KYWC labyrinth
Seven Path Classical Labyrinth

A Labyrinth is an ancient geometric form used as a spiritual tool; a primordial symbol representing inspiration, meditation and prayer. The origins are not known but they have been found in Egyptian tombs, Cretan coins, Celtic stones, Christian churches and in Pima and Hopi Indian traditions.  Until recently they were rare in the United States.  

Since the turn of the millennium, this country has witnessed a Labyrinth renaissance. There has been a resurgence in popularity and they have become increasingly common to find in schools, parks, hospitals, spas, churches and retreat centers and also private residences.

Labyrinths are thought to enhance the right brain activity and uses include problem solving, conflict resolution, walking meditation, modern day pligrimage, and stress management. They differ from a maze in that it has only one path into the center and the same path back out again.  There are no choices to make after the decision to enter.

- _AVAILABLE DATA_

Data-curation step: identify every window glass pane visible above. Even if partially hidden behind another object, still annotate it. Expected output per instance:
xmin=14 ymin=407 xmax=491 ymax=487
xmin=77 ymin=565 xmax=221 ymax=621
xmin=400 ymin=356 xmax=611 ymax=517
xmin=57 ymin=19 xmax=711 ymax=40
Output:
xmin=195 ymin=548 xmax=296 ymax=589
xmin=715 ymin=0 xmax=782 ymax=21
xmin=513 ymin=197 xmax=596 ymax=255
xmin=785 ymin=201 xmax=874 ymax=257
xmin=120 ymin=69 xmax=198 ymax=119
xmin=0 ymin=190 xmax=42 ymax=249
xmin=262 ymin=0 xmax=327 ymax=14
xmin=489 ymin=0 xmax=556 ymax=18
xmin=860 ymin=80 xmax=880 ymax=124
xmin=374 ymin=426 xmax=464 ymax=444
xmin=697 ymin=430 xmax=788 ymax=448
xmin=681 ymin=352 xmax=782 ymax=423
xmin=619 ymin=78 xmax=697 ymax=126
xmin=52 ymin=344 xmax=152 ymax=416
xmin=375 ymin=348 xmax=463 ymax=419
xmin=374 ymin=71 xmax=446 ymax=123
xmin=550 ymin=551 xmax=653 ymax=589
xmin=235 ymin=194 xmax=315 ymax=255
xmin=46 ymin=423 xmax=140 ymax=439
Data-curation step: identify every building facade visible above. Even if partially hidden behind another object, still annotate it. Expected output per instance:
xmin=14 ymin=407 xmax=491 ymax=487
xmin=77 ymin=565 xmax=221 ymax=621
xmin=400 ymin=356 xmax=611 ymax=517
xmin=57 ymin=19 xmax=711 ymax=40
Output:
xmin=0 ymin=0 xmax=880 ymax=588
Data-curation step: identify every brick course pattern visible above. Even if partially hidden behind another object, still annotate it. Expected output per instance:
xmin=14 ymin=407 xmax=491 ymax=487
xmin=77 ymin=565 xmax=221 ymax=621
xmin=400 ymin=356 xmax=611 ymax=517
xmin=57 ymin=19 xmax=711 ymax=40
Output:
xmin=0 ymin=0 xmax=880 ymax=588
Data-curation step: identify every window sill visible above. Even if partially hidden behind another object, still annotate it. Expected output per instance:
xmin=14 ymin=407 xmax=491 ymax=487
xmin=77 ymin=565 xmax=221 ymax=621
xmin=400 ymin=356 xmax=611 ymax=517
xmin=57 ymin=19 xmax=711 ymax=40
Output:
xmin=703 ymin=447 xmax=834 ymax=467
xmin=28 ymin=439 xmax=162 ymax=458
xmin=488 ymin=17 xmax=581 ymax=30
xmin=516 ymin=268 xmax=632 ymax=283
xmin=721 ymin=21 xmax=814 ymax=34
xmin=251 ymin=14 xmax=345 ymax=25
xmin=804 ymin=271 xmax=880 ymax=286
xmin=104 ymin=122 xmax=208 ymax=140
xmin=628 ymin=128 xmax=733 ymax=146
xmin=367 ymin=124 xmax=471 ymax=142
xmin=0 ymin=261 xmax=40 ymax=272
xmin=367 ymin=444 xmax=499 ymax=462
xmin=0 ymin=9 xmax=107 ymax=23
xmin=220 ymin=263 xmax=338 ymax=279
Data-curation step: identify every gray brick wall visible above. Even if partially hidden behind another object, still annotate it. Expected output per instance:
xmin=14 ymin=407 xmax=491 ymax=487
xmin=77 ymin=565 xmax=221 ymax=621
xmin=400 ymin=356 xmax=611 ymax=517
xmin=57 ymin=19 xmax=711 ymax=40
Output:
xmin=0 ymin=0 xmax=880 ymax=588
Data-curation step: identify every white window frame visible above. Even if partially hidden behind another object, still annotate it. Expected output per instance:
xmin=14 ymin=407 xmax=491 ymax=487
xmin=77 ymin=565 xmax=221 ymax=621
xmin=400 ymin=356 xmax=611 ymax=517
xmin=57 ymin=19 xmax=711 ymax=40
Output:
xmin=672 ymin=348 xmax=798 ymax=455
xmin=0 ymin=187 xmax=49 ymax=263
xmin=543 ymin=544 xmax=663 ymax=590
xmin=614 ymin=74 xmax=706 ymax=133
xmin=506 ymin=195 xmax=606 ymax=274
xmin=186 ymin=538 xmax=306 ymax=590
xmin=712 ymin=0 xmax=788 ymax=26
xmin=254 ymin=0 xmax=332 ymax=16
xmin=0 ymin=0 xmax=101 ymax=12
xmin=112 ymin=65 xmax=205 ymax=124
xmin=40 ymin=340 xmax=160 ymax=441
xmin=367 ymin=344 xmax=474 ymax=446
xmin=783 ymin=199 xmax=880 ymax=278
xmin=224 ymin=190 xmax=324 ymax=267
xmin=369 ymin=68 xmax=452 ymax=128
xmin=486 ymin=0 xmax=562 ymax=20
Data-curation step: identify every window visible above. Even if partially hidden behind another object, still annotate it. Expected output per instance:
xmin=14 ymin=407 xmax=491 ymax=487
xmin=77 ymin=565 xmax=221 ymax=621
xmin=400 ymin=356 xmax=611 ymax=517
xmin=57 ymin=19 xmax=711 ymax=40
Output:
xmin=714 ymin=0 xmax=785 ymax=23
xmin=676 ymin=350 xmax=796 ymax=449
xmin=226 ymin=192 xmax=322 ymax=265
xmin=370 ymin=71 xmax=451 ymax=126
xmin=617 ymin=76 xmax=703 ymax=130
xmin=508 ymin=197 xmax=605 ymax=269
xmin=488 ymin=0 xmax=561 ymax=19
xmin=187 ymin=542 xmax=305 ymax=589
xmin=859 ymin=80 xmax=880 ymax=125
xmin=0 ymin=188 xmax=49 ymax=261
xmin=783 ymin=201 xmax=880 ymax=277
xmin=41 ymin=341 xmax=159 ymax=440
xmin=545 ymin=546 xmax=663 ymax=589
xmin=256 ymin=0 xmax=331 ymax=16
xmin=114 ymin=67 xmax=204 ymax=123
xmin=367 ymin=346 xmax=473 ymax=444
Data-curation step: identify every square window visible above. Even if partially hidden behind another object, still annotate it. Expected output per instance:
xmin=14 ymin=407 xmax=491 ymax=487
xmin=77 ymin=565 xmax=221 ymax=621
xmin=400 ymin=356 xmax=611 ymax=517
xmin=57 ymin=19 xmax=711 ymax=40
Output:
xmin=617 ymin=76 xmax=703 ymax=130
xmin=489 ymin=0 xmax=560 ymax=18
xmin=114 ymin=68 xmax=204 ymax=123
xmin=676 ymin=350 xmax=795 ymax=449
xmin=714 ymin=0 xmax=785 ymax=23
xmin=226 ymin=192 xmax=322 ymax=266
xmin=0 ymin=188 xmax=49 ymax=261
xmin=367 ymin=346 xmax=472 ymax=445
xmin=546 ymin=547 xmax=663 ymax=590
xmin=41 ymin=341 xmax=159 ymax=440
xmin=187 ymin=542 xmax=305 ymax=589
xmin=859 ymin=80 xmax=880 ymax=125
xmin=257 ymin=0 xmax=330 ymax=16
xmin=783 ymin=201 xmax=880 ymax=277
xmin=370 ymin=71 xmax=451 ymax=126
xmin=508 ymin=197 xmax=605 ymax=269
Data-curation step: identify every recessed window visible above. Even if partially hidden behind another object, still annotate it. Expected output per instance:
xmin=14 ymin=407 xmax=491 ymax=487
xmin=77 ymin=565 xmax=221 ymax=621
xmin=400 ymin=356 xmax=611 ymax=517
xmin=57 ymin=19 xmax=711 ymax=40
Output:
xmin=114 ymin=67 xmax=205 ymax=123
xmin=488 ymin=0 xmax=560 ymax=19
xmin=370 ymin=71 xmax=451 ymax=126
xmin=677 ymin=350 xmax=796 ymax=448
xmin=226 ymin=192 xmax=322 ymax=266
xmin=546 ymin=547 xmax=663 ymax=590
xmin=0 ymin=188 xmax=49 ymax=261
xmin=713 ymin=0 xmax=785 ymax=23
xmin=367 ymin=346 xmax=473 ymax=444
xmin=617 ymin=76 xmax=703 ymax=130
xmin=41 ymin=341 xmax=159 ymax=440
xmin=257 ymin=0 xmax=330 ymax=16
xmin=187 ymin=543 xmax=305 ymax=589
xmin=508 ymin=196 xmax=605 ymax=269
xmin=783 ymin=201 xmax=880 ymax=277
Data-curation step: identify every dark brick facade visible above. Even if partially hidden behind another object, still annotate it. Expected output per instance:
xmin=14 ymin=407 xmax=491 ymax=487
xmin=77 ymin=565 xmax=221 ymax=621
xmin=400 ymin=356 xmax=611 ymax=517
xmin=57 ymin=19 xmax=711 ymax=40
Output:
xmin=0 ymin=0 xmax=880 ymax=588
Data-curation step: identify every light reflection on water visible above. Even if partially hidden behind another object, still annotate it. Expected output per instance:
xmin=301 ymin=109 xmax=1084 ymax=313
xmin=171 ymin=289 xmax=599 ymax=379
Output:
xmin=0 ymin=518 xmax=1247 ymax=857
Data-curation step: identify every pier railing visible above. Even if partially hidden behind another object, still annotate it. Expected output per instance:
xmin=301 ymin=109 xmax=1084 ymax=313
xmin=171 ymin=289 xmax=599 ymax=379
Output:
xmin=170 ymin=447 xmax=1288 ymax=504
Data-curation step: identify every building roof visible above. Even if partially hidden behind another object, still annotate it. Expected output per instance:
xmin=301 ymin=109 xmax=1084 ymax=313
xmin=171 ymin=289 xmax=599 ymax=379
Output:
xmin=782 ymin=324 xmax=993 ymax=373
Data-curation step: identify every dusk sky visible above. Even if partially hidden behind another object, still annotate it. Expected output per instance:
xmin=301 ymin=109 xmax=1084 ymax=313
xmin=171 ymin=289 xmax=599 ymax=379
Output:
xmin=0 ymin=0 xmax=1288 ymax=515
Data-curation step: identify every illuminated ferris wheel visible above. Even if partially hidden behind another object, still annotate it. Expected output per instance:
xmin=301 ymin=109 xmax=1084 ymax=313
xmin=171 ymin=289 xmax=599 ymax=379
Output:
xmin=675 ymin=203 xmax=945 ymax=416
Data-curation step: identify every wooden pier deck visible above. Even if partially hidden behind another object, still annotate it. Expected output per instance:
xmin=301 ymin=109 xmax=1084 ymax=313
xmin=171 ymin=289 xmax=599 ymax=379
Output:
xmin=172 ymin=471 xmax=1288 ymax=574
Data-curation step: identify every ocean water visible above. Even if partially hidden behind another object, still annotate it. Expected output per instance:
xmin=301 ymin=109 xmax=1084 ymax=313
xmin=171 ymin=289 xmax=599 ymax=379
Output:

- _TASKS FOR THIS EXERCISE_
• A. Print the labyrinth passage between "A Labyrinth is" and "also private residences.", inclusive.
• B. According to the labyrinth passage, how does a labyrinth differ from a maze?
• C. List every kind of place where, according to the labyrinth passage, labyrinths have become increasingly common to find.
The items come from a separate source and are unrelated to the labyrinth passage.

- _TASK-BY-TASK RESULTS_
• A.
A Labyrinth is an ancient geometric form used as a spiritual tool; a primordial symbol representing inspiration, meditation and prayer. The origins are not known but they have been found in Egyptian tombs, Cretan coins, Celtic stones, Christian churches and in Pima and Hopi Indian traditions.  Until recently they were rare in the United States.  

Since the turn of the millennium, this country has witnessed a Labyrinth renaissance. There has been a resurgence in popularity and they have become increasingly common to find in schools, parks, hospitals, spas, churches and retreat centers and also private residences.

• B. A labyrinth has only one path into the center and the same path back out again.

• C. Schools, parks, hospitals, spas, churches, retreat centers, private residences